Data to process ::
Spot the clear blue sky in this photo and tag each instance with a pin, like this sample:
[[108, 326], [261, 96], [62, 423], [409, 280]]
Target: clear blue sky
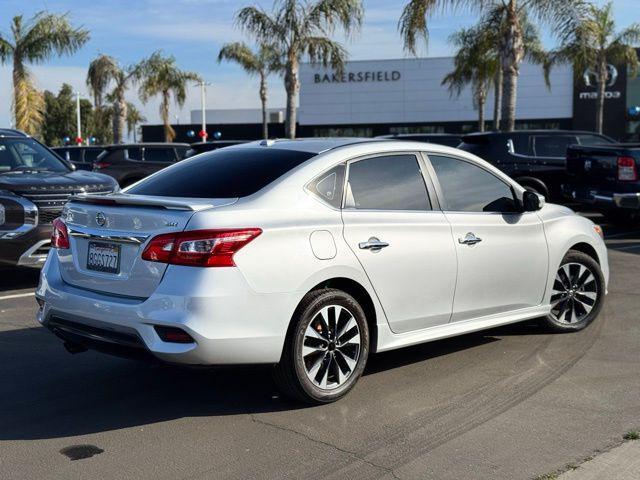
[[194, 30]]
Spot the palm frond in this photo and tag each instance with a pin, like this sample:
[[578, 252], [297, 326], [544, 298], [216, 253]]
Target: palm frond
[[48, 34]]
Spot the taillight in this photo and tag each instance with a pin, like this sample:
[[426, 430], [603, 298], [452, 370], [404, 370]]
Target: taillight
[[60, 235], [627, 171], [199, 248]]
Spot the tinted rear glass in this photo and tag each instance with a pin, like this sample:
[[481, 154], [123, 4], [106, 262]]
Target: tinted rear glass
[[223, 173]]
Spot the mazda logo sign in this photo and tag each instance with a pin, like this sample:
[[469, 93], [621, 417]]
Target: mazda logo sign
[[101, 220], [591, 77]]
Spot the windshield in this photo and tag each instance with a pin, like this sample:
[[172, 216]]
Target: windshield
[[223, 173], [26, 155]]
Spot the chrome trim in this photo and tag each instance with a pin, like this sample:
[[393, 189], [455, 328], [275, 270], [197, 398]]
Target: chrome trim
[[619, 198], [30, 216], [132, 238], [28, 259]]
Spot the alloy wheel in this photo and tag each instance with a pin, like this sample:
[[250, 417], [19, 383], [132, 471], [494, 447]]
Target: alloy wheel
[[575, 293], [331, 347]]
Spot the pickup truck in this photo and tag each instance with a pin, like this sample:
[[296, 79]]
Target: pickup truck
[[606, 178]]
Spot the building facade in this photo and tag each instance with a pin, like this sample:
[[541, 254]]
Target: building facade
[[376, 97]]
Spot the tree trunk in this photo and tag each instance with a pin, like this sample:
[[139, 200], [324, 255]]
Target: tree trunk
[[263, 101], [482, 99], [169, 132], [120, 118], [511, 57], [497, 100], [292, 86], [602, 87]]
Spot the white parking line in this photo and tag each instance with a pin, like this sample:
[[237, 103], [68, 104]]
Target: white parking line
[[18, 295]]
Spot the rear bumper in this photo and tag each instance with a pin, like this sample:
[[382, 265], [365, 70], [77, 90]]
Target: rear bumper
[[596, 197], [27, 250], [230, 324]]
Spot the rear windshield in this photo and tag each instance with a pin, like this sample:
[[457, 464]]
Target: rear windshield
[[224, 173]]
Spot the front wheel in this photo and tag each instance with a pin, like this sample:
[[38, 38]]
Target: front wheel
[[578, 293], [326, 350]]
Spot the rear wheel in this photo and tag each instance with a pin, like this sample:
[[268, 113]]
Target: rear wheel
[[577, 295], [326, 350]]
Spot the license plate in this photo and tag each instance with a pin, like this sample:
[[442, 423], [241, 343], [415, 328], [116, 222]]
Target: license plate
[[103, 257]]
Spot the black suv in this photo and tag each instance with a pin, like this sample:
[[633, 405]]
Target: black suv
[[536, 159], [128, 163], [80, 155], [446, 139], [34, 185]]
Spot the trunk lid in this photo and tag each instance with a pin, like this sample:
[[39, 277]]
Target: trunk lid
[[122, 225], [597, 166]]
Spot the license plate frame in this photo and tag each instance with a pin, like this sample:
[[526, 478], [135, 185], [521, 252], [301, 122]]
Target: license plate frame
[[103, 257]]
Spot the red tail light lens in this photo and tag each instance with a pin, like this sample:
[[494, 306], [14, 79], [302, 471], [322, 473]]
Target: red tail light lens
[[199, 248], [60, 235], [627, 170]]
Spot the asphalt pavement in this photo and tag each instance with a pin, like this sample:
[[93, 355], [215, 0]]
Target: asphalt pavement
[[511, 403]]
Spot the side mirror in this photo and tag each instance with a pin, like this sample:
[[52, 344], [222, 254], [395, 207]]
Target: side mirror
[[532, 201]]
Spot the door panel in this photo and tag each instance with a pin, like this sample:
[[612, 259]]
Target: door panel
[[414, 277], [405, 248], [502, 252], [506, 270]]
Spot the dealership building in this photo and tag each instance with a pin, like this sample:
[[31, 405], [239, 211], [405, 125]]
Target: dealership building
[[377, 97]]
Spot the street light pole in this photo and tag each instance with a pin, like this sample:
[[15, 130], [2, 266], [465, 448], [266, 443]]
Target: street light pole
[[78, 125], [203, 106]]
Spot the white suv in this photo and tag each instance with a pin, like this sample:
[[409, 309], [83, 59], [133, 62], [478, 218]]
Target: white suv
[[310, 254]]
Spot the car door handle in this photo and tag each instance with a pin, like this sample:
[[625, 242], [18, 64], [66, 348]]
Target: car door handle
[[469, 239], [373, 244]]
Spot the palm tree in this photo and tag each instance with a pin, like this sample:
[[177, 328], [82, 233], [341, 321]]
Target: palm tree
[[301, 29], [560, 15], [474, 64], [263, 62], [161, 76], [490, 32], [134, 118], [594, 45], [36, 41], [104, 71]]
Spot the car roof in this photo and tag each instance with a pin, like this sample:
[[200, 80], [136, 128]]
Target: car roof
[[416, 135], [12, 132], [315, 145], [532, 132], [144, 144]]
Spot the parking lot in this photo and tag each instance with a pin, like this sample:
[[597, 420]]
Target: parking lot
[[513, 402]]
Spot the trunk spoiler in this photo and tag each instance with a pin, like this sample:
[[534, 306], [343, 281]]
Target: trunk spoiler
[[169, 203]]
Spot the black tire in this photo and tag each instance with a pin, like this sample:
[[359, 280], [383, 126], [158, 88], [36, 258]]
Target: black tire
[[292, 374], [574, 308]]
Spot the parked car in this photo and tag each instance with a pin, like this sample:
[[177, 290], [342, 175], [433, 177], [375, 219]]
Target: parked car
[[128, 163], [82, 156], [310, 254], [448, 139], [605, 177], [536, 159], [34, 185], [201, 147]]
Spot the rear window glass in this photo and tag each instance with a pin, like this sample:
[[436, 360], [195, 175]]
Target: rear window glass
[[224, 173]]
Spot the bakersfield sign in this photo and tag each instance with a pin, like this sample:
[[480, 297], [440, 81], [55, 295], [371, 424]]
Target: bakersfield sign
[[358, 77]]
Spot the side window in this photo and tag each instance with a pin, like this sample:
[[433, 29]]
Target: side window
[[134, 153], [391, 182], [159, 155], [74, 155], [91, 154], [552, 145], [329, 186], [592, 140], [469, 188]]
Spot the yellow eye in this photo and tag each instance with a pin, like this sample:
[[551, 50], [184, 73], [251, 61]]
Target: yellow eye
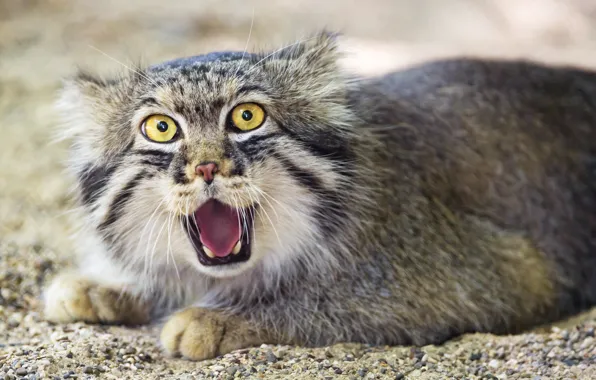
[[247, 116], [159, 128]]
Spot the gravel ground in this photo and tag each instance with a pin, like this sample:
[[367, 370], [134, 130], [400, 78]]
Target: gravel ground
[[40, 41]]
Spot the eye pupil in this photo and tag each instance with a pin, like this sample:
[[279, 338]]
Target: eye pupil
[[246, 115], [162, 126]]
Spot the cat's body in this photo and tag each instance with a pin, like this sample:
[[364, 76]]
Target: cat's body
[[453, 197]]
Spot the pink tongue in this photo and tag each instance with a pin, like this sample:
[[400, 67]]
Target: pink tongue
[[219, 226]]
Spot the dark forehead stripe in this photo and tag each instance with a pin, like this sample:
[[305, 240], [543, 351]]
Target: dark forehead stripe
[[199, 60]]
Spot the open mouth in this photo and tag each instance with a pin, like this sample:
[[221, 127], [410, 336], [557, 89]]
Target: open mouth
[[220, 234]]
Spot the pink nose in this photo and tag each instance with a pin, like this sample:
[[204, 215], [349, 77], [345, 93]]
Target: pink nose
[[206, 170]]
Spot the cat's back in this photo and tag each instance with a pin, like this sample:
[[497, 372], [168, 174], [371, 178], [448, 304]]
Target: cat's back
[[497, 94], [512, 143]]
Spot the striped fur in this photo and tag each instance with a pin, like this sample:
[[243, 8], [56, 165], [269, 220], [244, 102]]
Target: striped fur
[[400, 209]]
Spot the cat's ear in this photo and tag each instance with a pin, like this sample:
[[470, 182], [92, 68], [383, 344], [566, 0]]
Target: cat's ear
[[84, 102]]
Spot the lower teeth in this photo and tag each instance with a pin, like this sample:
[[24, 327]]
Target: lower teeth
[[237, 247], [208, 252]]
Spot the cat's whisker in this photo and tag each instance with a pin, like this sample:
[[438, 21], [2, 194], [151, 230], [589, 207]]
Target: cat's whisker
[[277, 51], [252, 20], [153, 218], [124, 65], [270, 220]]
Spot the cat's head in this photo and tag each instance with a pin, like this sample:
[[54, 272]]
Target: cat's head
[[218, 162]]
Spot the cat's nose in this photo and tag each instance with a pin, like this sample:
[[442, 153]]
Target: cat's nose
[[206, 170]]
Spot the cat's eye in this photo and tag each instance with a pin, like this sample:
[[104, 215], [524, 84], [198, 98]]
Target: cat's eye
[[247, 116], [160, 128]]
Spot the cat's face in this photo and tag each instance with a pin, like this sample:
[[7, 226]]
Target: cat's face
[[215, 163]]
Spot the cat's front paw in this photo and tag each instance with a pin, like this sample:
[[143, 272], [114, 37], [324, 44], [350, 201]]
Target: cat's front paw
[[72, 298], [200, 334]]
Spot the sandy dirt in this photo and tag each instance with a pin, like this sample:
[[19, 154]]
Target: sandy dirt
[[43, 41]]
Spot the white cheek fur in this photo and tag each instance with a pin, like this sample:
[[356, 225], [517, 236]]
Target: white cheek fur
[[262, 130]]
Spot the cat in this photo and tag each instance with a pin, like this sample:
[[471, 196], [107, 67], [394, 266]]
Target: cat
[[273, 198]]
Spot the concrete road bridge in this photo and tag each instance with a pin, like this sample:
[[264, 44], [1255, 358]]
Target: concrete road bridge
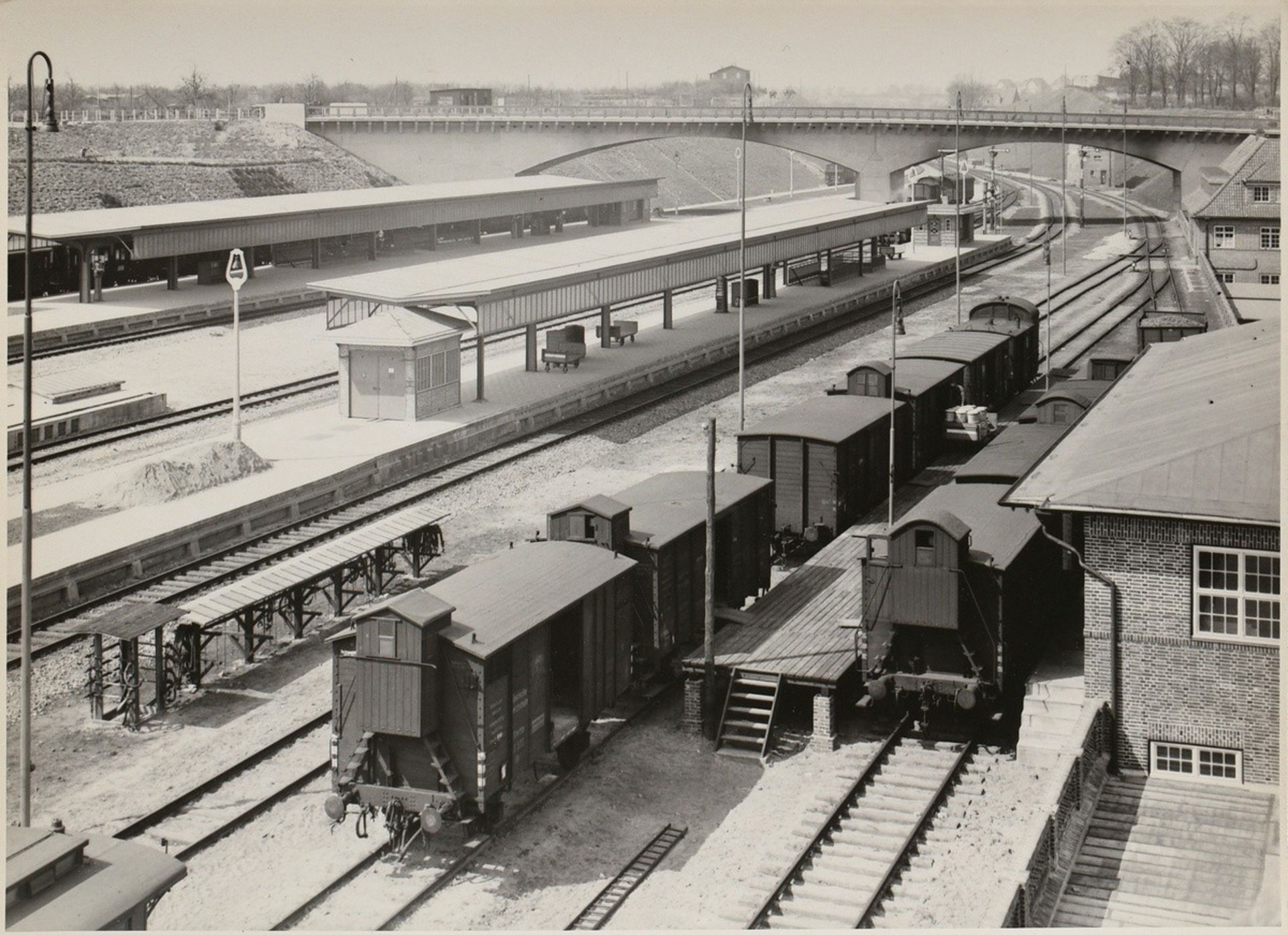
[[438, 145]]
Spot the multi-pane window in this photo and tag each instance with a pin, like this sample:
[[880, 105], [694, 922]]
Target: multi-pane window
[[1236, 596], [869, 383], [1191, 761], [924, 541]]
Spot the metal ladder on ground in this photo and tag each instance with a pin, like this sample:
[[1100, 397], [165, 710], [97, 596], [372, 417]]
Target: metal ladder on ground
[[611, 898], [749, 715]]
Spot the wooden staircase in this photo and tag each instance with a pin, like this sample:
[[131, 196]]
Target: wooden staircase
[[1167, 853], [749, 715], [442, 760]]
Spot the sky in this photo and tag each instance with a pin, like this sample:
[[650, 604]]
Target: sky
[[820, 44]]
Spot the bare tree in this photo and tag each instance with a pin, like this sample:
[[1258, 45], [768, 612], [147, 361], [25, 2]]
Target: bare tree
[[1271, 40], [1234, 42], [975, 95], [1128, 66], [1184, 38], [195, 89], [1252, 64]]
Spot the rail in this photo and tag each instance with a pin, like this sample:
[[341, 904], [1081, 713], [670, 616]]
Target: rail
[[1138, 121], [1054, 838], [828, 826]]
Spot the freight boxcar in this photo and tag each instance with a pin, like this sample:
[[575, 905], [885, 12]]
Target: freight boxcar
[[959, 600], [983, 357], [1018, 320], [661, 523], [1065, 402], [928, 386], [828, 459], [445, 694], [1009, 455]]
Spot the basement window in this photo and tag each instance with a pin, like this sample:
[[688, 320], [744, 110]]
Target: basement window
[[1191, 761], [1236, 596]]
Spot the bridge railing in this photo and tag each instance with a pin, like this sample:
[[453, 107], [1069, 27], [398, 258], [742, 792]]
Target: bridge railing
[[1240, 123], [110, 115]]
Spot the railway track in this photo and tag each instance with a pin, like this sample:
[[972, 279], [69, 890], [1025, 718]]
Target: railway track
[[190, 580], [225, 799], [849, 863], [611, 898]]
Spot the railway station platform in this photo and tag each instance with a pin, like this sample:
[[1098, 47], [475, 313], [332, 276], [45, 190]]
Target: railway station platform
[[321, 460], [64, 320]]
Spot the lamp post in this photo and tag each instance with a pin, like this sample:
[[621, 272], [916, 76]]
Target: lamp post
[[896, 330], [742, 260], [236, 274], [957, 208], [1082, 186], [48, 121], [992, 168], [1064, 173], [1046, 259]]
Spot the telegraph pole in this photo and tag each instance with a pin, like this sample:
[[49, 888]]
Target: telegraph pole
[[708, 608]]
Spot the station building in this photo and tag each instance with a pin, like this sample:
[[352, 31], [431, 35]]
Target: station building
[[1173, 478], [1234, 215]]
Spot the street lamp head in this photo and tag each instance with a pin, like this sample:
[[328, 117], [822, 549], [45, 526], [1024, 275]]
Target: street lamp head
[[49, 116]]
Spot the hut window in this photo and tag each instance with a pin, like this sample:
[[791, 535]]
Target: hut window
[[386, 639], [924, 540]]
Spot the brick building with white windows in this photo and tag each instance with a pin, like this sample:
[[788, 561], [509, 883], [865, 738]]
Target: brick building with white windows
[[1173, 480], [1234, 214]]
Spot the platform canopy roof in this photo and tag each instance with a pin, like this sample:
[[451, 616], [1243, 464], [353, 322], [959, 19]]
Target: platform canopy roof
[[1191, 431], [195, 227], [394, 326], [111, 880], [531, 285], [504, 596]]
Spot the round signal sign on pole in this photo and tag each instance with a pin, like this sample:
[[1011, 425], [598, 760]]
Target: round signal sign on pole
[[236, 272]]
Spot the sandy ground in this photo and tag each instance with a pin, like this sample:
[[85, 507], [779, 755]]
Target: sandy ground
[[97, 775]]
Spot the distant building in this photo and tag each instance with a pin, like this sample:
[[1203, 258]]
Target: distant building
[[1170, 484], [460, 97], [1234, 214], [731, 75]]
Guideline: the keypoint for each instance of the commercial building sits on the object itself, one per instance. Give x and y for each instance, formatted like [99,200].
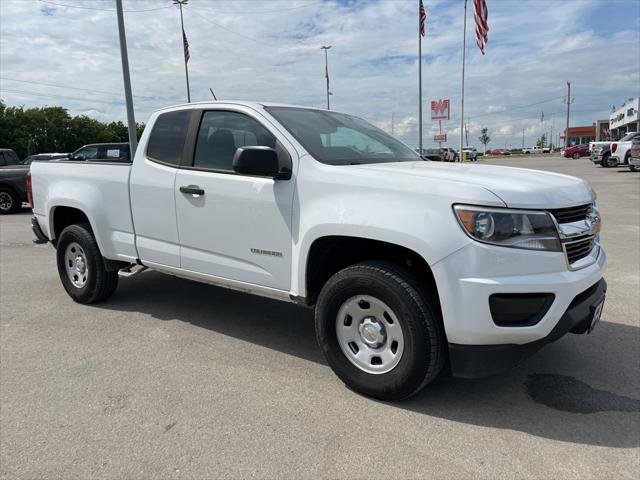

Task to complete :: Can you recast the lines in the records above, starting with the line that contains "Spot the red" and going on through the line that contains "[[199, 248], [60, 235], [627, 170]]", as a numbered list with blank lines left out?

Solution to this exercise ::
1. Spot the red tail light lens in this photo and tag each instance with a pin, like this sample:
2. [[494, 306], [14, 79], [302, 471], [322, 473]]
3. Target: red tail light lens
4. [[199, 248], [60, 235], [627, 170]]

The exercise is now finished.